WHAT IS REQUIRED: Convert the items that begin at the line containing "Trace the outline of every instance of the tree foliage" and end after the line containing "M0 1L0 236L54" into a two-column CSV with the headers instruction and response, one row per item. Enclose each field in quotation marks, and replace the line breaks within each field with spaces.
⟨
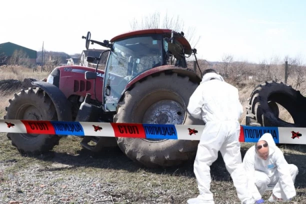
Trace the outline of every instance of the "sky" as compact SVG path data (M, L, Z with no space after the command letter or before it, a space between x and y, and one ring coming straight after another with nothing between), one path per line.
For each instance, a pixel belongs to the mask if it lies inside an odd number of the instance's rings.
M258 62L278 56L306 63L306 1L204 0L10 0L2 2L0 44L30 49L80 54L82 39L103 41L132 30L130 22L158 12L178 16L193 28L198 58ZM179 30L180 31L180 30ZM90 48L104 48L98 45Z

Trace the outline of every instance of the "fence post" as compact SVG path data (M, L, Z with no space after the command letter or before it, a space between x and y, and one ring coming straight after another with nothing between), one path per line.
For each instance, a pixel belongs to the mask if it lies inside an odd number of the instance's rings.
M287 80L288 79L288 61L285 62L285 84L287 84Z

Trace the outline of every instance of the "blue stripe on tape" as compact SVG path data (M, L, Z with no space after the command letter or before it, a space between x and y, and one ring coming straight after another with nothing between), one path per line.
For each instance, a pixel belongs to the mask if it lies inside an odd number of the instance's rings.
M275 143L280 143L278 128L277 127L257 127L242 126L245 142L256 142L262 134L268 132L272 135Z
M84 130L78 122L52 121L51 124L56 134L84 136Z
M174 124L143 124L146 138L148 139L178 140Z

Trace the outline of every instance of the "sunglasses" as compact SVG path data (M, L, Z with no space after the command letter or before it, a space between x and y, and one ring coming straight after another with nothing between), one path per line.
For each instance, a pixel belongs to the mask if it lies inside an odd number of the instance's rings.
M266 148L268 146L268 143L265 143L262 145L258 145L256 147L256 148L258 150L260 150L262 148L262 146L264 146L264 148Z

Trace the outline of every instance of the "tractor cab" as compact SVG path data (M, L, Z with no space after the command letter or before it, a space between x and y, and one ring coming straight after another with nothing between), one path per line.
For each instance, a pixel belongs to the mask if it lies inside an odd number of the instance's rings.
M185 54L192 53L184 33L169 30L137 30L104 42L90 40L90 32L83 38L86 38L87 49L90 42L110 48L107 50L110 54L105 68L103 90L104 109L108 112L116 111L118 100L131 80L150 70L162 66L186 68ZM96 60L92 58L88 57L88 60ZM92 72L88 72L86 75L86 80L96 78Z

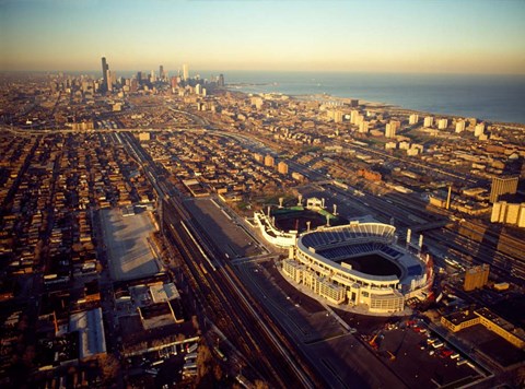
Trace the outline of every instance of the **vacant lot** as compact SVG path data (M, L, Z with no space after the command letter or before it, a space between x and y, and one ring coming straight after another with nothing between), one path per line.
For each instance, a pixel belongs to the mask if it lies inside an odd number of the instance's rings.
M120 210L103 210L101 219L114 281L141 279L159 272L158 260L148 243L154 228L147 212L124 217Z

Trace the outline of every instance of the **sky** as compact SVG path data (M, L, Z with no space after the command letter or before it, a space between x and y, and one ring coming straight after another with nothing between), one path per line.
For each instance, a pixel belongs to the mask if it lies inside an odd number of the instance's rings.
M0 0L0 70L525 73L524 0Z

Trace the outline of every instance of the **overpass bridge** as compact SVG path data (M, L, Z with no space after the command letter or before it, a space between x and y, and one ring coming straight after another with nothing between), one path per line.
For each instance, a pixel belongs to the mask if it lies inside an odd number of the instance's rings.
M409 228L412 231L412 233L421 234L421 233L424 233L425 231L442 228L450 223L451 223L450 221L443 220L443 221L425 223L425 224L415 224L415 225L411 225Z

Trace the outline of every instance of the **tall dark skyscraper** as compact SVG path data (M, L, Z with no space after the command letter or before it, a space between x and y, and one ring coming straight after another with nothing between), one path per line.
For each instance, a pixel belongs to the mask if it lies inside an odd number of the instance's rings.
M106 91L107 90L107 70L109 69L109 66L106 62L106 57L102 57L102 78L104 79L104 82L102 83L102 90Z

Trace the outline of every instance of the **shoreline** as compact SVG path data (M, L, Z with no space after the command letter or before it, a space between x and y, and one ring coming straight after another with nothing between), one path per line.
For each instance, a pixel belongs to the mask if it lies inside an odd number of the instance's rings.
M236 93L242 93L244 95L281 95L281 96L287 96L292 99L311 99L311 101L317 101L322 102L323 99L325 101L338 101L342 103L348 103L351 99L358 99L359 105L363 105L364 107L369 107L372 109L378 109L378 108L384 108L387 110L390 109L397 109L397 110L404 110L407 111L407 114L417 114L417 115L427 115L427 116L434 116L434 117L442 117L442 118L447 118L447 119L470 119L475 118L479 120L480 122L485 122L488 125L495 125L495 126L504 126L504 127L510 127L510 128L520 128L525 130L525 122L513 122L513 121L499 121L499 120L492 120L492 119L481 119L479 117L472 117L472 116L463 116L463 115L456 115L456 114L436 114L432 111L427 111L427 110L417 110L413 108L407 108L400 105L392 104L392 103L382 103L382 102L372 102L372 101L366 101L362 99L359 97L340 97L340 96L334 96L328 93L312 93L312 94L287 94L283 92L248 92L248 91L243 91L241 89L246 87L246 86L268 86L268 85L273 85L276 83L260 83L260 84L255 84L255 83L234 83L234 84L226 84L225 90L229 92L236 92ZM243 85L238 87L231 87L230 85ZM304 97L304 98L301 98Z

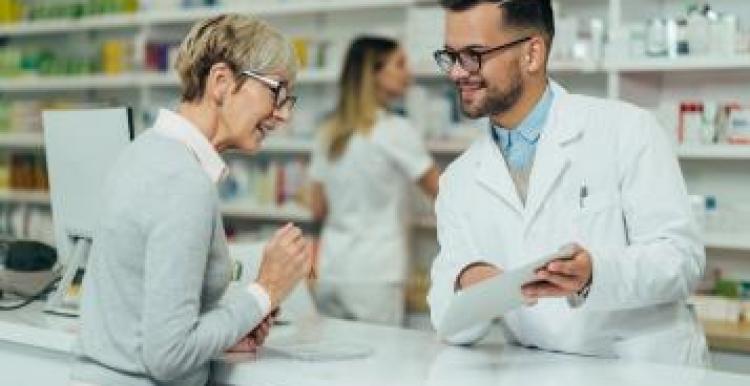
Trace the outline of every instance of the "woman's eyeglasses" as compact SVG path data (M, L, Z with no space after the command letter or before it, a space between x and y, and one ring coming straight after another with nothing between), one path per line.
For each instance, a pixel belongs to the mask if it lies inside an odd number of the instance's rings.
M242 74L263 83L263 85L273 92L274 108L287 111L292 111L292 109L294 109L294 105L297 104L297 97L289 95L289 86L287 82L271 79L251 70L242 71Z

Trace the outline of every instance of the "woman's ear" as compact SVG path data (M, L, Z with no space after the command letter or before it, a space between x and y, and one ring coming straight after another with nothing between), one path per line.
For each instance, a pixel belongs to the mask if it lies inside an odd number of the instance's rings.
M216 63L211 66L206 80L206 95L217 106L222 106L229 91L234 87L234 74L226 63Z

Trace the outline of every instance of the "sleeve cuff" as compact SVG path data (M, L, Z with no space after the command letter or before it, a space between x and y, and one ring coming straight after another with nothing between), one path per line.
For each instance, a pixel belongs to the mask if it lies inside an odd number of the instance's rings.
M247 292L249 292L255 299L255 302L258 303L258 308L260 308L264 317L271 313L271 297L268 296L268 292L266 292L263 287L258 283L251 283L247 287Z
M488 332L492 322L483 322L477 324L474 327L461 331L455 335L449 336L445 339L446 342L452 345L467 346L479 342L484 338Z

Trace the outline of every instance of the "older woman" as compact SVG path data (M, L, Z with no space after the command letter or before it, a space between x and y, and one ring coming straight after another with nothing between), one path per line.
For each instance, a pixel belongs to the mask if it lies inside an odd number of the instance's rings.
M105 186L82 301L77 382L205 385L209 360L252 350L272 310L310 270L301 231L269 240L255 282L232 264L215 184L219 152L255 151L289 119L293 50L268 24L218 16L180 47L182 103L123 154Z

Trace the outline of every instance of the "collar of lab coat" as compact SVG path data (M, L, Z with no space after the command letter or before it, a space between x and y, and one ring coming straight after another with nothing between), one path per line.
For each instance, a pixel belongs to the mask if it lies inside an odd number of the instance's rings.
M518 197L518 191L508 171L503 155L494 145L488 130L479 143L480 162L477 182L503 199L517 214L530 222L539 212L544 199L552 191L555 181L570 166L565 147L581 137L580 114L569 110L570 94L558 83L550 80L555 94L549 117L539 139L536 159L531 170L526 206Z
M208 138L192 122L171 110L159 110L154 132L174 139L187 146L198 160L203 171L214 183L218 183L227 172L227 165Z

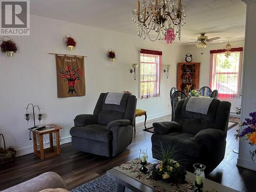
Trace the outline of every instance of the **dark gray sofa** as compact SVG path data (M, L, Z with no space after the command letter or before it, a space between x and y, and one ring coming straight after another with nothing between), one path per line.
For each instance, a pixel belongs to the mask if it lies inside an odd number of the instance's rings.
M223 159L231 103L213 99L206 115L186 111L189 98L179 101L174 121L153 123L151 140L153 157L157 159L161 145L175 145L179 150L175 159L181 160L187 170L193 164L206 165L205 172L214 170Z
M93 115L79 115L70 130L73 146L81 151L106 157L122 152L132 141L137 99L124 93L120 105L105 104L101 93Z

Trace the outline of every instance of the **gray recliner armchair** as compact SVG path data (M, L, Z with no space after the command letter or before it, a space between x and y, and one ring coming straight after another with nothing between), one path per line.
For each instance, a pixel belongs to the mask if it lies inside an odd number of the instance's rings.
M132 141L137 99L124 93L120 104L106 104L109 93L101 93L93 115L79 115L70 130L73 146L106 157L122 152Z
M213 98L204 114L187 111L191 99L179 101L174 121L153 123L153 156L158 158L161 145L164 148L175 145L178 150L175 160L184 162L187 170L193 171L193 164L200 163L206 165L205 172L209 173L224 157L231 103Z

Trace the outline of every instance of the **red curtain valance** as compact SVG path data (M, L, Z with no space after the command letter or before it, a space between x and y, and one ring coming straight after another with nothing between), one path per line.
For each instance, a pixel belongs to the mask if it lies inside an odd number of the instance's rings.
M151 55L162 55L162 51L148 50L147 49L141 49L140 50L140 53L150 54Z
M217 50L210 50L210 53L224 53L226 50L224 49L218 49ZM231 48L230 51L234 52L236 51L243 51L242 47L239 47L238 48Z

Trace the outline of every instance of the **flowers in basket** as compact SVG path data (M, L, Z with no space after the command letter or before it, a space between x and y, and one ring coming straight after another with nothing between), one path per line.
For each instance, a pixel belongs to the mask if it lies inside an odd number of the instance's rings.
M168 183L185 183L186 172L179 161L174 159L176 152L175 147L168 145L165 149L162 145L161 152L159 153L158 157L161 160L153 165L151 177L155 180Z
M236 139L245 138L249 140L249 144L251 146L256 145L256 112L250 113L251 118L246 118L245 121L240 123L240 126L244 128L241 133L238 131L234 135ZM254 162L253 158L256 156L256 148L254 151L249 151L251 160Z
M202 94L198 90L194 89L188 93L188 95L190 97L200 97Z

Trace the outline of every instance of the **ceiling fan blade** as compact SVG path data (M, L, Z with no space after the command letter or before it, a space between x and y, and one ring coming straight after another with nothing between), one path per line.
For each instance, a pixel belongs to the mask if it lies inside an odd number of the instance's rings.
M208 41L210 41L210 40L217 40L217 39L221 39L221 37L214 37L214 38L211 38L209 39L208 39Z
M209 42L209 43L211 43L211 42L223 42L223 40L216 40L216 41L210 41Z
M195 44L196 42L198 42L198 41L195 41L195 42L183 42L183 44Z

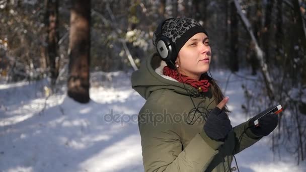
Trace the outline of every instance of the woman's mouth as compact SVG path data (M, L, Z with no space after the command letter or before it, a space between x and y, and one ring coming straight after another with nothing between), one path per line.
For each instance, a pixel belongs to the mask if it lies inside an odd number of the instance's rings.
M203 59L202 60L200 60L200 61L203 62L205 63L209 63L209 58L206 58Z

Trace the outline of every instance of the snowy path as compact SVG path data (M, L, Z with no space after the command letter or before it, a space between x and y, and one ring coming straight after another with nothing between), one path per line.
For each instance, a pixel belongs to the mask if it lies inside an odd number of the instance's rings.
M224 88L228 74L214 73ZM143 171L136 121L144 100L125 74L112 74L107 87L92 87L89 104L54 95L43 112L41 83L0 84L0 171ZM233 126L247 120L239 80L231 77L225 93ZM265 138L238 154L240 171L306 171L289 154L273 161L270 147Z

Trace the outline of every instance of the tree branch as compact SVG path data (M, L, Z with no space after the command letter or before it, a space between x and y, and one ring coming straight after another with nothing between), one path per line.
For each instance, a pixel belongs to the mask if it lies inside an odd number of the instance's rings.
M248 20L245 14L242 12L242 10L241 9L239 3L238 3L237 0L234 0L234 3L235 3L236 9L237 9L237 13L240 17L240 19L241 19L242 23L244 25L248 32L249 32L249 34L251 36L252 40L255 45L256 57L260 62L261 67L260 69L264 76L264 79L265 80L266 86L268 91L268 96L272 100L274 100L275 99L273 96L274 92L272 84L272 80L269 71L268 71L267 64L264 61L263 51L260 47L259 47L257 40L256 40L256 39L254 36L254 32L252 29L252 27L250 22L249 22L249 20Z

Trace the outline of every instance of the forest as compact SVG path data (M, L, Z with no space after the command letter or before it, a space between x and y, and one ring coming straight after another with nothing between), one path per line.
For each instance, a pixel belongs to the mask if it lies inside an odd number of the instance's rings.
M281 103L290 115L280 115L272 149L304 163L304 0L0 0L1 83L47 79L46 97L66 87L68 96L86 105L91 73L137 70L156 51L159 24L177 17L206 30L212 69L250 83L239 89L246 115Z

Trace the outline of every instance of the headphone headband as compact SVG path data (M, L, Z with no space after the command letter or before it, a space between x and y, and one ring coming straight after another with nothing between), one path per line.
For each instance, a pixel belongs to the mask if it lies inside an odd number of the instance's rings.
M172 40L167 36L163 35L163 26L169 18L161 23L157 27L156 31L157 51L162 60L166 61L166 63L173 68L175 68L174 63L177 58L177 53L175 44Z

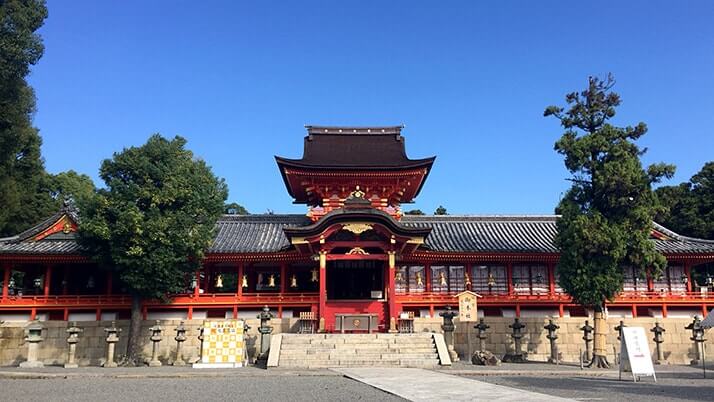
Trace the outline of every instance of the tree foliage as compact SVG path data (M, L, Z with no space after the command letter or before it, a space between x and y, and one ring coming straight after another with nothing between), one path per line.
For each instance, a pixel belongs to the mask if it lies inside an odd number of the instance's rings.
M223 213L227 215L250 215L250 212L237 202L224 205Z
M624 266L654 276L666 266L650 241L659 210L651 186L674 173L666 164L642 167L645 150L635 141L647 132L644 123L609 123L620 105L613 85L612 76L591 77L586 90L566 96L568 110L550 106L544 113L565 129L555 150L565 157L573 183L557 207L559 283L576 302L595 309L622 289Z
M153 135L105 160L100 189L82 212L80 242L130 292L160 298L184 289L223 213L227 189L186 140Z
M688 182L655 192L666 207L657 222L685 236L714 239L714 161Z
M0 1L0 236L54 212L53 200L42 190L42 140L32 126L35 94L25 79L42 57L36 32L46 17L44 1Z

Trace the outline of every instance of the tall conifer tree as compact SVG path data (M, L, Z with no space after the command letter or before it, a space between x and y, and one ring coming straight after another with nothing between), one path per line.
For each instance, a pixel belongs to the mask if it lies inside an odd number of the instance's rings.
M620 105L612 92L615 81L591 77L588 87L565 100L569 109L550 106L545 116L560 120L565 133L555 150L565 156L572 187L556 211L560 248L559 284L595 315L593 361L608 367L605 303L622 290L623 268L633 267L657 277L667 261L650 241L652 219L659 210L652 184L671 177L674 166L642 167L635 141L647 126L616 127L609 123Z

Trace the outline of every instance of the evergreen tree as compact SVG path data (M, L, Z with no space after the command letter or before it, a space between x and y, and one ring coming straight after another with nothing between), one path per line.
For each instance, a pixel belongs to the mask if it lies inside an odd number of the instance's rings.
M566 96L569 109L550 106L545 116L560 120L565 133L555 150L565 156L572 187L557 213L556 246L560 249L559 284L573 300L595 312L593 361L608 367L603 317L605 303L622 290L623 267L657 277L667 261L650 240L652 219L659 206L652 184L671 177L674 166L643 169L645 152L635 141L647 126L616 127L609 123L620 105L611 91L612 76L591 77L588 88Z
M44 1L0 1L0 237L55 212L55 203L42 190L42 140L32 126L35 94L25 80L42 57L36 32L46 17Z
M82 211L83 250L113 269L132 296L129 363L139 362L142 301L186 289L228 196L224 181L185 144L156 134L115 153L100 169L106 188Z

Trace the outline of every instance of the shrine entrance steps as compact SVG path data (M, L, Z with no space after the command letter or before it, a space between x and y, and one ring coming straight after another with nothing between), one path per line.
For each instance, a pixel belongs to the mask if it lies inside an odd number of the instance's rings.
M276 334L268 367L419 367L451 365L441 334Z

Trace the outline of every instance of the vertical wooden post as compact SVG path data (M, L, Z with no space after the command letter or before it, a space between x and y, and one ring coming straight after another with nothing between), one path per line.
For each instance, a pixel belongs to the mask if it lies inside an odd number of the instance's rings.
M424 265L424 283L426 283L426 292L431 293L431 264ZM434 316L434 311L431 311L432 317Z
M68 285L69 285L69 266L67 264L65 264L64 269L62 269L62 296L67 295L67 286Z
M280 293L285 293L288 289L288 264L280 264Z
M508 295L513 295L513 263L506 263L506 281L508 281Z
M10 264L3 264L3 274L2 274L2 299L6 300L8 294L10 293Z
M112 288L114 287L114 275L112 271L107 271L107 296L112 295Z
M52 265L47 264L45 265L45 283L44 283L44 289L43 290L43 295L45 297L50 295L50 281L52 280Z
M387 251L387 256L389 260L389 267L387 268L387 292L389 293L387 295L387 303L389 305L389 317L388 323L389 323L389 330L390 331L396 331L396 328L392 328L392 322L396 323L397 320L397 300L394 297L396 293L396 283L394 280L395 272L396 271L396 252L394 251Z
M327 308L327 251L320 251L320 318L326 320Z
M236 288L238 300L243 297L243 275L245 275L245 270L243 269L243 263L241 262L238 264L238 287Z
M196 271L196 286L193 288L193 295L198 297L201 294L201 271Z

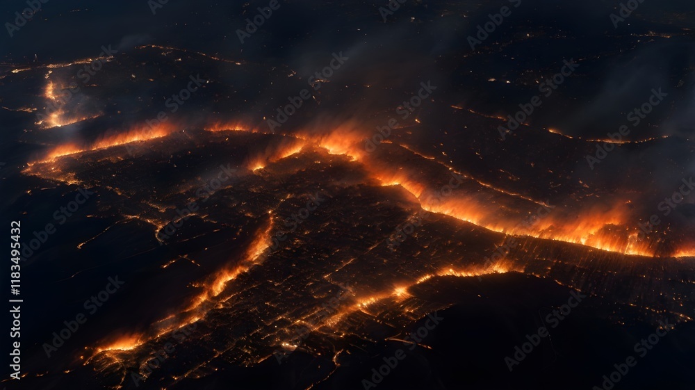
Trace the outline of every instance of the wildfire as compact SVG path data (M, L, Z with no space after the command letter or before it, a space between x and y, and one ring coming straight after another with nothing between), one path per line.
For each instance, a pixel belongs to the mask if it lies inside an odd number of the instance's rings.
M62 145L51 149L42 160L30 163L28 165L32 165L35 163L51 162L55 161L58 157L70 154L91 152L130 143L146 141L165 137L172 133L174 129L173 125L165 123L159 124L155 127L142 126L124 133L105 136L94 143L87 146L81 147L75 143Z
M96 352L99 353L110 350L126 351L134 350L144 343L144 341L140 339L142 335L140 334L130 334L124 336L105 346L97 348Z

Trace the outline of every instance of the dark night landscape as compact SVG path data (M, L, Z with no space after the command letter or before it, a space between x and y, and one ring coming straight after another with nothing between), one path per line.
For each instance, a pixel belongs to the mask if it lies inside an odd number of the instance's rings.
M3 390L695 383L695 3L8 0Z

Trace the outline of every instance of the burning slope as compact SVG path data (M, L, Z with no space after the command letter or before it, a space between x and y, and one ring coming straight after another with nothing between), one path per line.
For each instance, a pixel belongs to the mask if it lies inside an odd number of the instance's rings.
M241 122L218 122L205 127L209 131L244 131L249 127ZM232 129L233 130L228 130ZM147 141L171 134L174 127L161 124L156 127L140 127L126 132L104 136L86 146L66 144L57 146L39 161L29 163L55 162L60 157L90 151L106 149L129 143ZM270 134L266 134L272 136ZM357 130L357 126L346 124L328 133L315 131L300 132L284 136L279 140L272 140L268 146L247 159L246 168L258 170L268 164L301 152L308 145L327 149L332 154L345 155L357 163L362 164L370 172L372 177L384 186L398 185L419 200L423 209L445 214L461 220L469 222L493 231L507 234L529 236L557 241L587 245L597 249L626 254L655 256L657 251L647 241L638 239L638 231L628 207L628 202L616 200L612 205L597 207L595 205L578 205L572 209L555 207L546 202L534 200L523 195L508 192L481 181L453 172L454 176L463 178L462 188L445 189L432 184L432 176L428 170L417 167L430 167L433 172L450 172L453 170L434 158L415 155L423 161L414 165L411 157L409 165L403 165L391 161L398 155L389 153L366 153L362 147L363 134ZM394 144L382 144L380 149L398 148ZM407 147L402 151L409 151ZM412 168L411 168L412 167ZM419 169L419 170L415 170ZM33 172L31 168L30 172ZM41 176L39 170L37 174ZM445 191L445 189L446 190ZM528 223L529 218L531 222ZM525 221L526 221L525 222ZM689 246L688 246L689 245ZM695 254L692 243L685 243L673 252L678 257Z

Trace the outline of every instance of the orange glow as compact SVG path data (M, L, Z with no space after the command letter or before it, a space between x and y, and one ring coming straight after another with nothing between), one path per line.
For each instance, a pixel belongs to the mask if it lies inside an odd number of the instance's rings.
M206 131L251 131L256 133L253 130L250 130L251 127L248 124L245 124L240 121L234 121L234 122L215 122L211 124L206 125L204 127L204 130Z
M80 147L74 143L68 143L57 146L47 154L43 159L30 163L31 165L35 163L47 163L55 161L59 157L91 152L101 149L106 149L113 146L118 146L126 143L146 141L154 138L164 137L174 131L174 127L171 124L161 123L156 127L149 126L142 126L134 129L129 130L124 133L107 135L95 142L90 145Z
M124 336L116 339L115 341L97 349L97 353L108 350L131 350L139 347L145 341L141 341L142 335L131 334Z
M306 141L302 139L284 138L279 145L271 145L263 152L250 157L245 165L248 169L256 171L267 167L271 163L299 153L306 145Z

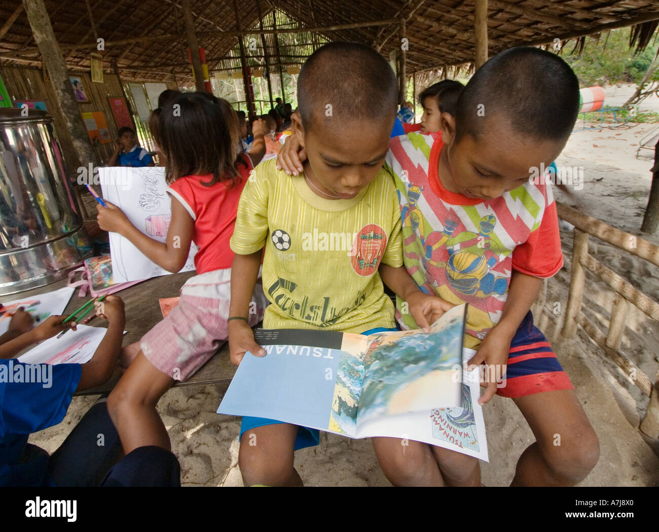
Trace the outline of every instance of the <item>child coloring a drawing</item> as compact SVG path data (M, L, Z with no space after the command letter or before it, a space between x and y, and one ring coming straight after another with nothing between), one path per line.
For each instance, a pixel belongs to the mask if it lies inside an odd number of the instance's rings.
⟩
PROBLEM SOLUTION:
instruction,response
"Trace the outline of every instance of the tree foliage as compact SVG path data (M, L, Z with no space after the command letter or before it, a space between x and y, and one ring coming straight after another with nothing between), one path per line. For each instance, a pixel belongs to the mask if it lies inside an odd number of the instance's rings.","M223 213L227 215L250 215L250 212L237 202L224 205Z M624 266L654 276L666 266L650 241L659 210L651 186L674 173L666 164L642 167L645 150L635 141L647 132L644 123L609 123L620 105L613 85L612 76L591 77L586 90L566 96L568 110L550 106L544 113L565 129L555 150L565 157L573 183L557 207L559 283L576 302L595 309L622 289Z M153 135L105 160L100 189L82 212L80 242L130 292L160 298L184 289L223 213L227 189L186 140Z M688 182L655 192L666 207L657 222L685 236L714 239L714 161Z M0 1L0 236L54 212L53 200L42 190L42 140L32 126L35 94L25 79L42 57L36 32L46 17L44 1Z"